Tell The World How Good It Can be


Starring


Becca Mancari, Enji, GNAC, maya ongaku, Simon Rowe, Skeleten, Wave Temples


The Front Runners


The Echoes On Departure : GNAC


Gnac’s way with gentle, beguiling, gorgeous keyboard instrumentals continues to shine brightly with no sign of dimming.


Between 2008 and 2021, GNAC was silent on the recording front. Since then he’s had an explosion of creativity, releasing five albums in three years. It may be more of the same, but there’s absolutely no evidence of diminishing returns setting in with the quality.


At heart, GNAC’s music is all about finding new chord progressions and overlaying them with a wash of gentle electronic effects. Pieces may be short fragments of a tune, half remembered (‘Bees’). Or they may be longer pieces that build quietly, exploring the detail of a tune with little flourishes. Unusually for him, this album includes vocals from Kathleen Stosch on ‘Betweenness’ and ‘Until The Heart Stops’. She adds something special.


Think back to when you first discovered a perfectly formed spider’s web, covered in frost. If you’re not arachnophobic, did you marvel at it? This is music to accompany that feeling. GNAC captures the feeling of wonder in the beauty of the ordinary. He finds it in ‘Bees’, ‘A Simple Flower’ and throughout this album.


This is music that avoids melancholy, allowing you to drift away on a bobbing sea with no chance of coming to harm. It is music that feels like the gently restraining hand on a child's arm at a busy crossing.


It’s by no means lullaby music but it is supremely relaxing, music to lie down to and relish.


GNAC is always a familiar and welcome pleasure, a gem of a musician and one to quietly treasure.


Taster Track : Betweenness




Approach To Anima : maya ongaku


maya ongaku (of the lower case) have stumbled into a space where music is allowed to be. It’s an unremittingly gorgeous album.


They’re a musical collective based on an island off Japan. Currently they’re a trio but the music they make is far bigger than that suggests. It’s not loud. On the contrary it’s quiet and sedately paced. This is the music that plays as you unhurriedly enter a brave new world, allowing your eyes and ears to take in everything around you.


This is luxurious and lavish music, full of detail and wonder. It’s as if you have been transported to a magical instrument shop. Your ears pick out guitar, bass, woodwind and all kinds of percussion and keyboard notes. It’s music that lets you gasp with pleasure at its intricacy and perfection.


There’s no pressure to rush through this unhurried procession of delights. You’re carried along as if borne by a river through unexplored regions. With every song they take as long as they need from 42 seconds for ‘Rakushi’ to 11 minutes for ‘Water Dreams’.

Stored items from a collection

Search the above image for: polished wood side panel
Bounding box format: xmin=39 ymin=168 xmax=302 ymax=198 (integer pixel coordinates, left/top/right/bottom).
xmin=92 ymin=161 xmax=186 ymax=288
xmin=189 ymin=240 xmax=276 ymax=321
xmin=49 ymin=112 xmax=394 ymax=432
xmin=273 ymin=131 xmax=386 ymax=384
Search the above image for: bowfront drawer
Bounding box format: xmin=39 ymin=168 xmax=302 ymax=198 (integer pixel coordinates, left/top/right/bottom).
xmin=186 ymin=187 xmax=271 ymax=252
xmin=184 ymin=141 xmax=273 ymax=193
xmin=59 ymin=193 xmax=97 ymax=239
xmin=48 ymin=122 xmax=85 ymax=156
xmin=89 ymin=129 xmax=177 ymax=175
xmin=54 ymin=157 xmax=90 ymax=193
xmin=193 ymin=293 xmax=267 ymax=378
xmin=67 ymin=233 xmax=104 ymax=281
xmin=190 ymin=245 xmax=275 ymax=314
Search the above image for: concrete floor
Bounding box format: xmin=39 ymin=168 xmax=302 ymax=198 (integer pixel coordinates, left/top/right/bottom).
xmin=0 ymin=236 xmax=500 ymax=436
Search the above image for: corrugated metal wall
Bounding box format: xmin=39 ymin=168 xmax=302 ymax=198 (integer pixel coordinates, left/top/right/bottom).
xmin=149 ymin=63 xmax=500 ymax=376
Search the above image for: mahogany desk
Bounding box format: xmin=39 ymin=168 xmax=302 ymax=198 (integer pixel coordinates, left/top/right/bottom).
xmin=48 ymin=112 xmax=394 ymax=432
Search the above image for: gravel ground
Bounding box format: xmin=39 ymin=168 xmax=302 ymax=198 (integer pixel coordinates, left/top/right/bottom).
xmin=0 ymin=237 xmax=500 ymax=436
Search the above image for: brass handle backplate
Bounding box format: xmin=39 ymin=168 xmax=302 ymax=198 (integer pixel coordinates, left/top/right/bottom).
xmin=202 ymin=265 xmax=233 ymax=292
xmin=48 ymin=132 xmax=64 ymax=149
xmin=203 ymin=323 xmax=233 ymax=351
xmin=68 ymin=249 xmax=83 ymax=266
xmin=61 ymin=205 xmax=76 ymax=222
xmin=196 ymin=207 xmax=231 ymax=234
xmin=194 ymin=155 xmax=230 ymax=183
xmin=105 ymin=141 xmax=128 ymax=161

Instructions
**a.** Quote the album reviews word for word between "This is music that" and "to quietly treasure.", inclusive.
**b.** Extend the album reviews with new sentences that pick up after their last sentence.

Responses per task
**a.**
This is music that avoids melancholy, allowing you to drift away on a bobbing sea with no chance of coming to harm. It is music that feels like the gently restraining hand on a child's arm at a busy crossing.


It’s by no means lullaby music but it is supremely relaxing, music to lie down to and relish.


GNAC is always a familiar and welcome pleasure, a gem of a musician and one to quietly treasure.

**b.**
This is music that occupies a special place, a place where genre is fluid and unrestrictive, a place as far away from the mainstream as you can get but still remaining highly accessible. maya ongaku are at home there. Their music contains whispers of ambient, jazz, lounge, world music and pop. Their neighbours in this magical space include Jose Gonzalez, the Kings of Convenience, Talk Talk and Tindersticks. While maya ongaku sound nothing like their neighbours, they are at home alongside them.


The saxophone may connect these songs to pop; the ambient textures will connect you to the world.


Relax and be restored by these gorgeous songs.


Taster Track : Melting



Everybody’s Thinking : Simon Rowe


This is an album you need to listen to if you want understanding and reassurance wrapped up in good, highly listenable songs.


There’s a small set of musicians who made their name in bands during the 90s, and are now building solo careers as mildly psychedelic singer songwriters. They include Tim Burgess (The Charlatans), Andy Bell (Ride) and Gruff Rhys (Super Furry Animals). Simon Rowe is part of that group. He has been around a while. He was a guitarist with Mojave 3 in the 90s and 00s. That’s important because it gives him a mellow maturity that flavours every track on the album.


It’s not what he’s singing that gives you that sense of all being well with the world, but how he sings it. Rowe’s voice is smooth, serious and reassuring. He’s the guide you want to help you address and bypass difficulties. It’s interesting that when his voice is absent in ‘Monkey Brain’ there’s a faint, underlying feeling of threat and anxiety. It’s as if your guide has left you waiting in an unfamiliar place and is taking a little longer to return than you expected.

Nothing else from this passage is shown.